## EXERCISE DESCRIPTION
In the passage on wills, copy the part between "The latest statistics" and "when we die.", inclusive, with "statistics" changed to "figures".

## EXERCISE PASSAGE

>>>>>

Covid lockdown highlights the need to bring Wills Act into the digital age

Covid lockdown highlights the need to bring Wills Act into the digital age
Many South Africans became aware of the importance of a will when the coronavirus pandemic threatened their lives. But the Wills Act provides that wills must be documented on paper in the physical presence of the testator – and that wasn’t easy to do during lockdown.

The latest statistics from the Master of the High Court reveal that 70% of South Africans do not have a will, despite all South Africans having the right to testation – the freedom to decide, within limits, exactly where our assets will devolve when we die.

Malissa Anthony, a fiduciary expert at Brenthurst Wealth Management, says every person who has something to leave behind should have a valid will to ensure that their estate is allocated to the beneficiaries of their choice.

If a person dies with no will being found or their will declared partially or completely invalid, the estate will be distributed in accordance with the laws of the Intestate Succession Act. 

“While the provisions of this act are generally fair, there are a number of problems that may arise,” says Anthony. Distribution may include people other than your children, and it may take some time for an executor to be appointed, and that executor may not be someone you would have chosen. “Extra and unnecessary costs are involved,” says Anthony.

<<<<<

## DATA EXTRACT

>>>>>

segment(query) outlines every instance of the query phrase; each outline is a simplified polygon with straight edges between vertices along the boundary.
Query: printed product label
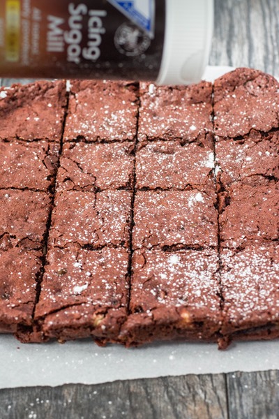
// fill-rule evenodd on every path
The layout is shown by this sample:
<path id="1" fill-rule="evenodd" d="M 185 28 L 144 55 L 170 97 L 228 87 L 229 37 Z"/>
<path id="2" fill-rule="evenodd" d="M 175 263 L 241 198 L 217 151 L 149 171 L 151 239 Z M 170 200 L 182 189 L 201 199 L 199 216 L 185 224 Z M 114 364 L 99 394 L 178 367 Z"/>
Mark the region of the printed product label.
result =
<path id="1" fill-rule="evenodd" d="M 165 1 L 0 0 L 0 76 L 155 80 Z"/>

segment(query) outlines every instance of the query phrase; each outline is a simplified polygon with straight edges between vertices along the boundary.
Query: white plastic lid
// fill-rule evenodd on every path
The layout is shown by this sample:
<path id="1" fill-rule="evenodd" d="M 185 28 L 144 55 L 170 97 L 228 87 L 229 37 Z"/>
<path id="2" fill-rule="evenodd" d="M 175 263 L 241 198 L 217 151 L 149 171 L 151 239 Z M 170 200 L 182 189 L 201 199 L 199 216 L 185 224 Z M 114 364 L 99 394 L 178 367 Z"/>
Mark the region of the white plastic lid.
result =
<path id="1" fill-rule="evenodd" d="M 159 84 L 201 80 L 213 29 L 213 0 L 166 0 L 166 25 Z"/>

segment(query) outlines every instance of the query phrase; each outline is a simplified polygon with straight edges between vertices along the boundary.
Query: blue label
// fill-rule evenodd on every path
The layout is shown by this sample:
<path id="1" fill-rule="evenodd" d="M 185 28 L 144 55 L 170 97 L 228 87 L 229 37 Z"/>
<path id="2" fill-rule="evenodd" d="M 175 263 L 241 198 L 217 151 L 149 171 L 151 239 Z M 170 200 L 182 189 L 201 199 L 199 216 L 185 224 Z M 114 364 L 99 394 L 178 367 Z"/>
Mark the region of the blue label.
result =
<path id="1" fill-rule="evenodd" d="M 154 36 L 155 0 L 108 0 L 150 38 Z"/>

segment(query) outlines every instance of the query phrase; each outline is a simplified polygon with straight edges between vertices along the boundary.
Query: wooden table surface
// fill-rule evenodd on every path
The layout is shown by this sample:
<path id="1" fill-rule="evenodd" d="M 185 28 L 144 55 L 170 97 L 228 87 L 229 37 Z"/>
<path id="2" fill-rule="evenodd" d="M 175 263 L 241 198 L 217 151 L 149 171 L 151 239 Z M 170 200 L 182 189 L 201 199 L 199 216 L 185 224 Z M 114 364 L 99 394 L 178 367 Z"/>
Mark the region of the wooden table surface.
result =
<path id="1" fill-rule="evenodd" d="M 279 77 L 279 0 L 215 3 L 210 64 L 253 67 Z M 8 85 L 11 80 L 1 82 Z M 121 418 L 276 419 L 279 372 L 0 390 L 0 419 Z"/>

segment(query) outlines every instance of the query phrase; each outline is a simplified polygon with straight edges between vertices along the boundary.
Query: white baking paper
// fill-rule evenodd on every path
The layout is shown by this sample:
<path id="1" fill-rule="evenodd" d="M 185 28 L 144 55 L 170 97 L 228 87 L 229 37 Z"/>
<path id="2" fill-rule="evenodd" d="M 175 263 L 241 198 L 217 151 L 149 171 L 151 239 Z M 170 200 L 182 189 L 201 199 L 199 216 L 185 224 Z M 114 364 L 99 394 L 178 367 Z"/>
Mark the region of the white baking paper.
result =
<path id="1" fill-rule="evenodd" d="M 232 67 L 209 67 L 213 81 Z M 161 343 L 126 349 L 100 348 L 92 340 L 23 344 L 0 335 L 0 388 L 97 384 L 115 380 L 188 374 L 279 369 L 279 341 L 234 343 L 226 351 L 215 344 Z"/>

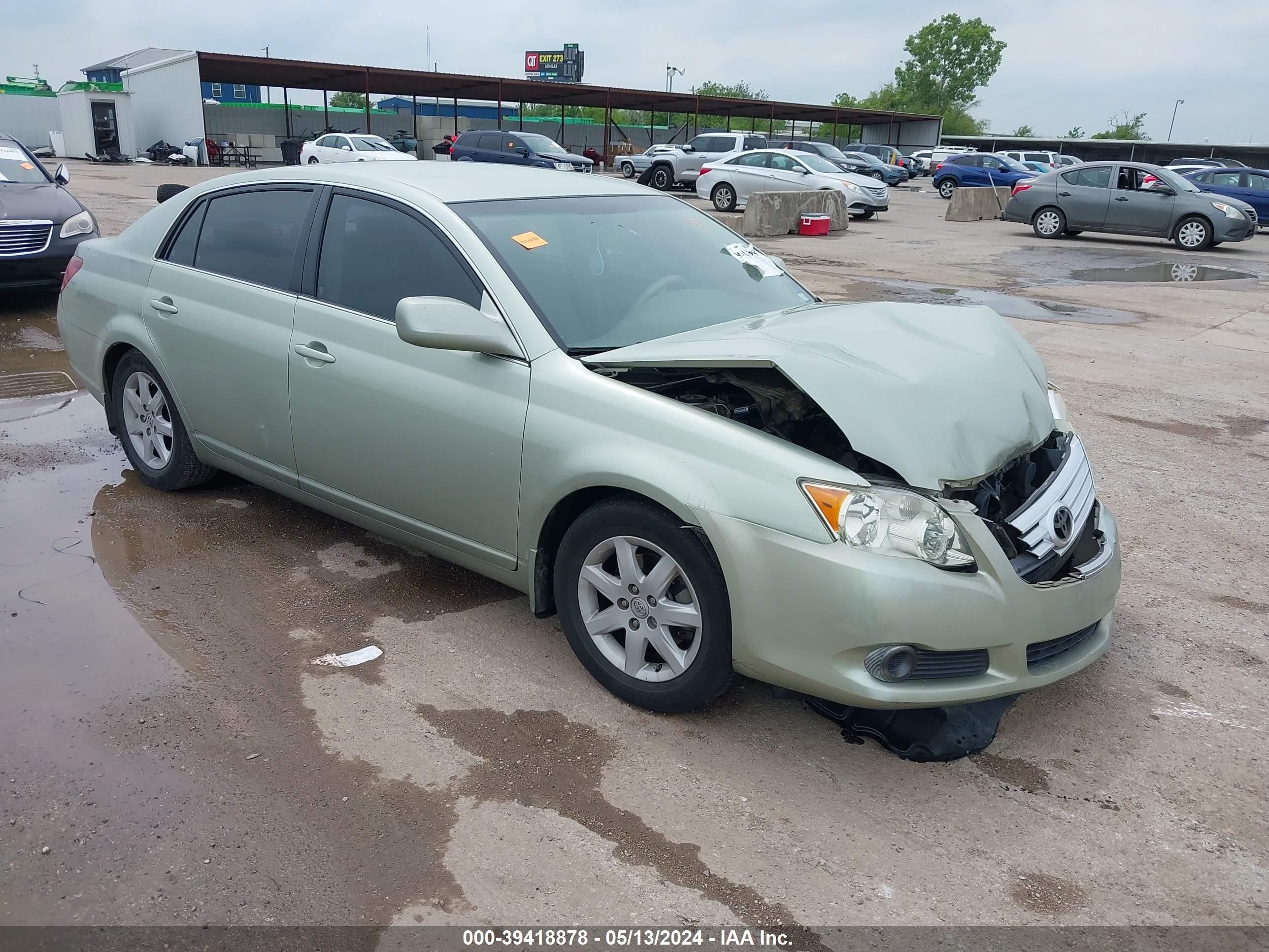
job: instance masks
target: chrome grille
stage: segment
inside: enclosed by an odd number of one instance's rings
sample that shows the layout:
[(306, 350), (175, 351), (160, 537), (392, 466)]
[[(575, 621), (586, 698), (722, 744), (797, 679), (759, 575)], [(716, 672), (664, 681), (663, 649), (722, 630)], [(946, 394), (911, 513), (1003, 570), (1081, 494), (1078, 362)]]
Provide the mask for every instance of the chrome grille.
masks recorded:
[(51, 221), (0, 221), (0, 258), (38, 254), (53, 236)]
[[(1049, 552), (1066, 552), (1079, 539), (1084, 523), (1093, 512), (1094, 490), (1093, 470), (1084, 453), (1080, 438), (1071, 434), (1066, 459), (1039, 493), (1028, 500), (1027, 505), (1009, 517), (1009, 524), (1018, 531), (1023, 546), (1037, 559)], [(1066, 506), (1074, 517), (1070, 533), (1058, 541), (1053, 533), (1053, 513), (1058, 506)]]

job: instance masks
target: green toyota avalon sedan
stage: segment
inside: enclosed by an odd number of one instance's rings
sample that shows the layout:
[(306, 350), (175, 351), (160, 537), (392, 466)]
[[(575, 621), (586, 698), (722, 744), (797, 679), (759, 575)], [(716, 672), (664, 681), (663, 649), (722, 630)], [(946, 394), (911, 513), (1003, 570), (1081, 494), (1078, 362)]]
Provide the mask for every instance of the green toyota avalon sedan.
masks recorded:
[(1115, 522), (1036, 352), (985, 307), (819, 301), (599, 175), (227, 175), (85, 241), (57, 319), (137, 475), (217, 470), (558, 613), (656, 711), (732, 671), (863, 707), (1105, 651)]

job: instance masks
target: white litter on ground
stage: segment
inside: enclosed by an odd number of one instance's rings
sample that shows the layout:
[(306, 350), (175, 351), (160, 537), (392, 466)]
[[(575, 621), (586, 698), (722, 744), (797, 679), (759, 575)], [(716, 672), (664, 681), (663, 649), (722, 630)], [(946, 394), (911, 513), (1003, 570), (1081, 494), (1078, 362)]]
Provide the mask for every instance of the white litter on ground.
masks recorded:
[(349, 651), (344, 655), (329, 654), (322, 655), (321, 658), (315, 658), (313, 664), (325, 664), (330, 668), (353, 668), (354, 665), (373, 661), (382, 654), (383, 649), (378, 645), (367, 645), (365, 647), (359, 647), (357, 651)]

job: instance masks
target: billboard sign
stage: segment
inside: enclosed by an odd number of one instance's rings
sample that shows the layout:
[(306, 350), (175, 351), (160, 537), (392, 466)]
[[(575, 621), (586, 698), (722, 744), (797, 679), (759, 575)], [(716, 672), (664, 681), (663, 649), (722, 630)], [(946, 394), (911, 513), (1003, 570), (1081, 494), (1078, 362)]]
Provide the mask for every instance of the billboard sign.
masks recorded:
[(565, 43), (563, 50), (528, 50), (524, 75), (555, 83), (581, 83), (584, 58), (576, 43)]

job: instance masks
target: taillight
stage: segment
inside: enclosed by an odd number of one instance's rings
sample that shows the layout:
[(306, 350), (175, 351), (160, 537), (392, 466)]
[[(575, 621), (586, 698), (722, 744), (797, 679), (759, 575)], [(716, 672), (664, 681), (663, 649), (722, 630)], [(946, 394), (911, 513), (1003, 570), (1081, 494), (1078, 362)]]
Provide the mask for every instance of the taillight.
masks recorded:
[(66, 286), (70, 284), (71, 278), (79, 274), (79, 269), (82, 267), (84, 267), (84, 259), (80, 258), (79, 255), (75, 255), (74, 258), (71, 258), (70, 261), (66, 263), (66, 270), (62, 272), (62, 291), (66, 291)]

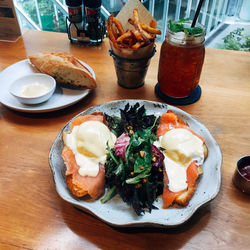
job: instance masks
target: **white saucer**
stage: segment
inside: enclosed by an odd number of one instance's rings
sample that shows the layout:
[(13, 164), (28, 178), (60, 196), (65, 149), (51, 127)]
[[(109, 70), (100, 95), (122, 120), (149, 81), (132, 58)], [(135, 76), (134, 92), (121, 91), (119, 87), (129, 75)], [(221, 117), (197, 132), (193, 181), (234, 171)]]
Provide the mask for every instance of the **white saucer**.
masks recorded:
[[(90, 70), (94, 78), (96, 78), (93, 69), (86, 63), (81, 63), (84, 64), (84, 66)], [(30, 73), (39, 72), (30, 64), (28, 59), (14, 63), (0, 73), (0, 102), (3, 105), (10, 109), (27, 113), (43, 113), (68, 107), (80, 101), (90, 93), (89, 89), (83, 90), (57, 84), (53, 96), (47, 102), (36, 105), (21, 104), (9, 93), (9, 88), (14, 80)]]

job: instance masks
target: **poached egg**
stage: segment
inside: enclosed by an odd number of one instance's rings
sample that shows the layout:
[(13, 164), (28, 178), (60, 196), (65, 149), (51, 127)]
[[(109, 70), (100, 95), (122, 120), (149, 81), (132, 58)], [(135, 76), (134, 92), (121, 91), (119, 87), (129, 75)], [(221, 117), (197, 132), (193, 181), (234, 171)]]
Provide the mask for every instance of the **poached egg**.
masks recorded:
[(172, 192), (187, 188), (187, 168), (192, 161), (197, 165), (204, 162), (203, 141), (191, 131), (175, 128), (159, 138), (163, 149), (165, 171), (168, 176), (168, 187)]
[(99, 172), (99, 163), (105, 163), (107, 145), (113, 148), (116, 136), (104, 123), (86, 121), (65, 134), (64, 141), (74, 153), (76, 163), (80, 167), (79, 174), (95, 177)]

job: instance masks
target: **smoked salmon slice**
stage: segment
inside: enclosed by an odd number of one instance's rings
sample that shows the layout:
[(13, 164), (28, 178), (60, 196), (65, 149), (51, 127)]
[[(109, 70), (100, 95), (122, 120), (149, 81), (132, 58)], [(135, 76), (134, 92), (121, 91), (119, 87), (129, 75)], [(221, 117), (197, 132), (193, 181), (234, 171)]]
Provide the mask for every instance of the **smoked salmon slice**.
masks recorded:
[[(101, 112), (78, 116), (71, 122), (71, 130), (74, 126), (81, 125), (86, 121), (100, 121), (105, 123), (105, 117)], [(104, 193), (105, 169), (102, 164), (99, 164), (99, 172), (97, 176), (81, 176), (78, 172), (80, 167), (76, 163), (75, 155), (69, 147), (64, 146), (62, 158), (66, 165), (66, 183), (73, 195), (82, 197), (88, 194), (91, 198), (97, 199)]]
[[(185, 128), (198, 136), (203, 142), (205, 139), (197, 135), (192, 131), (188, 124), (185, 123), (180, 117), (178, 117), (173, 111), (169, 110), (164, 113), (160, 118), (160, 123), (156, 131), (156, 136), (159, 138), (171, 129)], [(187, 168), (187, 189), (180, 192), (172, 192), (168, 188), (168, 176), (164, 166), (164, 188), (163, 188), (163, 208), (171, 206), (173, 203), (177, 203), (181, 206), (186, 206), (195, 192), (196, 180), (199, 176), (199, 166), (195, 161), (191, 162)]]

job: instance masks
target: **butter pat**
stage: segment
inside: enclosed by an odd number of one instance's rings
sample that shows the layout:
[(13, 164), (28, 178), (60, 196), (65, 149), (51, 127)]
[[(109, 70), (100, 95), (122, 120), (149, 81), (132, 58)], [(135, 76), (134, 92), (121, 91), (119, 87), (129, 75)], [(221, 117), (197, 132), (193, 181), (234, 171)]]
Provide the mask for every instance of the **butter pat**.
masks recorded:
[(22, 97), (38, 97), (46, 94), (49, 91), (49, 87), (45, 84), (34, 82), (28, 85), (25, 85), (21, 91)]

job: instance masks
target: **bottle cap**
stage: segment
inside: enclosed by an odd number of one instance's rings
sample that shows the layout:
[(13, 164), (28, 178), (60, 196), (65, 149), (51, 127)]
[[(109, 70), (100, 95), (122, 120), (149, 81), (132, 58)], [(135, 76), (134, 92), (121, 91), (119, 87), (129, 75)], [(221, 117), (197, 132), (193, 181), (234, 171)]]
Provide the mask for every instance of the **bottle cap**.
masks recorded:
[(102, 0), (83, 0), (84, 5), (89, 8), (99, 8), (102, 5)]
[(66, 0), (66, 5), (69, 7), (77, 7), (82, 5), (82, 0)]

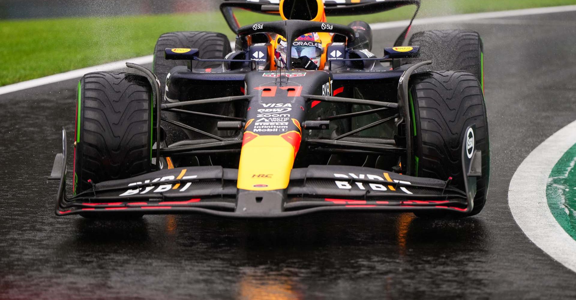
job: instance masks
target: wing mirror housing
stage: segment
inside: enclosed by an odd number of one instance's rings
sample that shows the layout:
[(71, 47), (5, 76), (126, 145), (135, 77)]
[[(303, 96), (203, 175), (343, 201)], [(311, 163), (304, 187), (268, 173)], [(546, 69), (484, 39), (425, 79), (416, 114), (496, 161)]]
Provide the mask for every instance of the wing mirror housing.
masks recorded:
[(391, 47), (384, 48), (384, 55), (389, 58), (412, 58), (420, 56), (420, 46)]
[(194, 48), (166, 48), (164, 58), (169, 60), (194, 60), (200, 56), (200, 50)]

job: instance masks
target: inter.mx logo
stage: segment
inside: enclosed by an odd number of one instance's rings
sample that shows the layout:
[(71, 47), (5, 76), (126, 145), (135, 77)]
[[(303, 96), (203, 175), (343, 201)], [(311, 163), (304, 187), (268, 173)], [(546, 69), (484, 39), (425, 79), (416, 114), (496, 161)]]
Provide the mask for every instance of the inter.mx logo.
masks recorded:
[(264, 53), (262, 51), (256, 51), (252, 56), (256, 58), (262, 58), (264, 57)]

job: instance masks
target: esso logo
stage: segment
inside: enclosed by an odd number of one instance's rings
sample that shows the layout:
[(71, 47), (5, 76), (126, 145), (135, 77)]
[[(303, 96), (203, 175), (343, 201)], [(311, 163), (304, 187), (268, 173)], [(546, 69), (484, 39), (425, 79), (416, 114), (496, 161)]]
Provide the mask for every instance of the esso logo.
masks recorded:
[(334, 29), (334, 26), (330, 24), (326, 24), (322, 23), (322, 30), (332, 30)]
[(474, 131), (471, 128), (466, 133), (466, 155), (468, 158), (472, 158), (474, 154)]

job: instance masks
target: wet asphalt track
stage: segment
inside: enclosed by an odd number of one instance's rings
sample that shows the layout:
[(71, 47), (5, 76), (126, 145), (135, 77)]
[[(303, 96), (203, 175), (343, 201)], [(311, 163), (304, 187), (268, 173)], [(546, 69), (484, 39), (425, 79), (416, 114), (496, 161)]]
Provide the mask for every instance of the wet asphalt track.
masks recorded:
[[(576, 119), (575, 20), (570, 13), (433, 25), (476, 30), (485, 43), (488, 202), (455, 221), (57, 218), (57, 183), (46, 177), (60, 128), (74, 130), (77, 81), (0, 96), (0, 299), (574, 299), (576, 274), (524, 236), (507, 195), (524, 158)], [(400, 30), (374, 39), (392, 43)]]

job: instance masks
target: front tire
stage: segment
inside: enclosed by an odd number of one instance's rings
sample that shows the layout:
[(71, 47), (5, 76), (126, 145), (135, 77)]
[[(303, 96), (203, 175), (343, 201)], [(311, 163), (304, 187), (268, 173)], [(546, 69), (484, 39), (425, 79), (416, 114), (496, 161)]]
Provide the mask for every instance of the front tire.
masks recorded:
[(410, 81), (415, 118), (416, 176), (446, 180), (464, 191), (462, 141), (468, 126), (476, 124), (476, 149), (482, 151), (474, 208), (468, 214), (421, 211), (423, 217), (457, 218), (478, 214), (484, 207), (490, 177), (490, 142), (484, 96), (476, 77), (463, 71), (429, 71)]
[(78, 83), (77, 100), (74, 195), (92, 189), (90, 181), (125, 179), (151, 170), (153, 109), (151, 87), (146, 77), (89, 73)]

<<<<<

## RESULT BELOW
The latest figures from the Master of the High Court reveal that 70% of South Africans do not have a will, despite all South Africans having the right to testation – the freedom to decide, within limits, exactly where our assets will devolve when we die.